Exercise A
Set down the trauma passage word for word from "From Trauma: Healing" to "from the past?".
Exercise B
Write the next part of the passage on unresolved trauma in relationships, picking up after its final sentence.

Text block
__________

From Trauma: Healing the Hidden Epidemic
Last month, we looked at the ways unresolved trauma affects, or almost “infects” relationships. We examined both the practical and the personal burdens that partners of individuals with unresolved trauma can bear. But what happens when both individuals in a relationship—a family, a marriage, a business partnership—carry wounds from the past?
Yours, Mine and Ours
The challenges in a relationship where both individuals carry unresolved trauma can be illustrated by considering the challenges in blending a step-family. As in a marriage between two individuals with children from other relationships, each individual may bring personal difficulties into the relationship that have nothing to do with their new partner, family member, or loved-one. These painful issues may express themselves in a variety of negative or undesirable symptoms and behaviors.

__________

Information supplied
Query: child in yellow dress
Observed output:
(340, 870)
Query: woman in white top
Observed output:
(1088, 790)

__________

Answer box A
From Trauma: Healing the Hidden Epidemic
Last month, we looked at the ways unresolved trauma affects, or almost “infects” relationships. We examined both the practical and the personal burdens that partners of individuals with unresolved trauma can bear. But what happens when both individuals in a relationship—a family, a marriage, a business partnership—carry wounds from the past?

Answer box B
Each individual in the relationship may have some awareness of their own troubling issues. Each individual may also have some awareness of the emotional difficulties their new partners struggle with. Often, however, such awarenesses are hard to grasp. A great deal of confusion and conflict can arise in the day-to-day give-and-take of relationships when pain from the past is influencing behavior and attitudes in the present.
The confusion only deepens when the third set of challenges arise. To use our illustration, if the painful issues of each individual are the “yours” and “mine” stepchildren of the blended family, the third set of painful challenges will be the “ours” children, or the issues the new couple have with each other. These are the challenges and difficulties which arise precisely because of the nature of being in relationship.
Putting it briefly, two key ingredients in significant relationships are intimacy and dependency. For traumatized individuals, intimacy and dependency are very substantial challenges in themselves. The experience of trauma—whether prolonged developmental trauma or events of shock trauma—frequently, if not always, damages an individual’s ability to trust and feel safe in the world. Healthy intimacy and dependency require some ability to trust, and the willingness to allow that trust to grow and deepen. Individuals must be able to feel some essential element of safety in the relationship and be willing to help create a safe place for their partners and loved-ones.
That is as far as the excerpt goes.